======== Excerpted records ========

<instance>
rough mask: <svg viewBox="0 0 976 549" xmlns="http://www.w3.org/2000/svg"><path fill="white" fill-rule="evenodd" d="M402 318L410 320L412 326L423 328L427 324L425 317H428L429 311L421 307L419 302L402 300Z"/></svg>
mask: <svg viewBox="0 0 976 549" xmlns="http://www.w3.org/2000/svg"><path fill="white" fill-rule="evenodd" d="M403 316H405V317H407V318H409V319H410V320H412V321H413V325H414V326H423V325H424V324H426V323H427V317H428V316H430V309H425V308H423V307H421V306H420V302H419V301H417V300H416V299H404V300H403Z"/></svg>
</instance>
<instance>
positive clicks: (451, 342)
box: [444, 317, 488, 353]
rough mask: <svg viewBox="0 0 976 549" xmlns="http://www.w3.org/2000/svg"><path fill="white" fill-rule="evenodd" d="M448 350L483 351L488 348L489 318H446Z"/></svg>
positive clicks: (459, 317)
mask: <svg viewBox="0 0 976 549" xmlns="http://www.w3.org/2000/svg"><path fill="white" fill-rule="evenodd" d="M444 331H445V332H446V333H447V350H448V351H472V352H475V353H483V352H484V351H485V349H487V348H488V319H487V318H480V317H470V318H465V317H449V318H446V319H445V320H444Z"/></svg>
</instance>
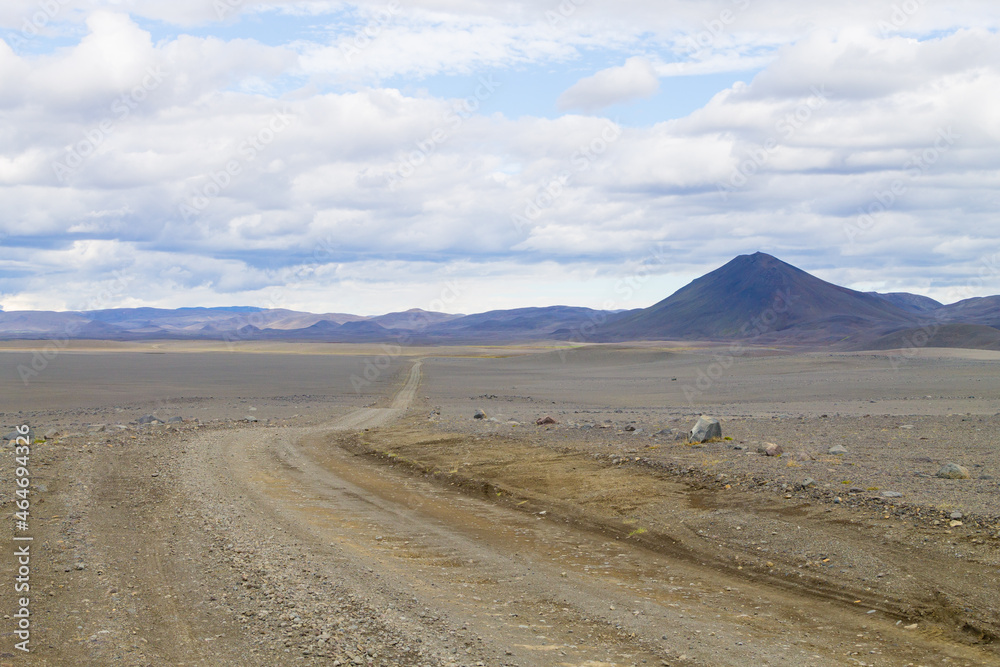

========

» **Try it**
The data above should be returned in full, exactly as written, apart from its images.

» **Answer to this problem**
<instance>
rough mask: <svg viewBox="0 0 976 549" xmlns="http://www.w3.org/2000/svg"><path fill="white" fill-rule="evenodd" d="M402 318L410 320L412 326L423 328L427 324L425 317H428L429 311L421 307L419 302L402 300Z"/></svg>
mask: <svg viewBox="0 0 976 549" xmlns="http://www.w3.org/2000/svg"><path fill="white" fill-rule="evenodd" d="M403 316H405V317H407V318H409V319H410V320H412V321H413V325H414V326H423V325H424V324H426V323H427V317H428V316H430V309H425V308H423V307H421V306H420V302H419V301H417V300H416V299H404V300H403Z"/></svg>
</instance>
<instance>
positive clicks: (451, 342)
box: [444, 317, 488, 353]
rough mask: <svg viewBox="0 0 976 549" xmlns="http://www.w3.org/2000/svg"><path fill="white" fill-rule="evenodd" d="M448 350L483 351L488 348L489 318H446Z"/></svg>
positive clicks: (459, 317)
mask: <svg viewBox="0 0 976 549" xmlns="http://www.w3.org/2000/svg"><path fill="white" fill-rule="evenodd" d="M444 331H445V332H446V333H447V350H448V351H472V352H475V353H483V352H484V351H485V349H487V348H488V319H487V318H480V317H470V318H465V317H449V318H446V319H445V320H444Z"/></svg>
</instance>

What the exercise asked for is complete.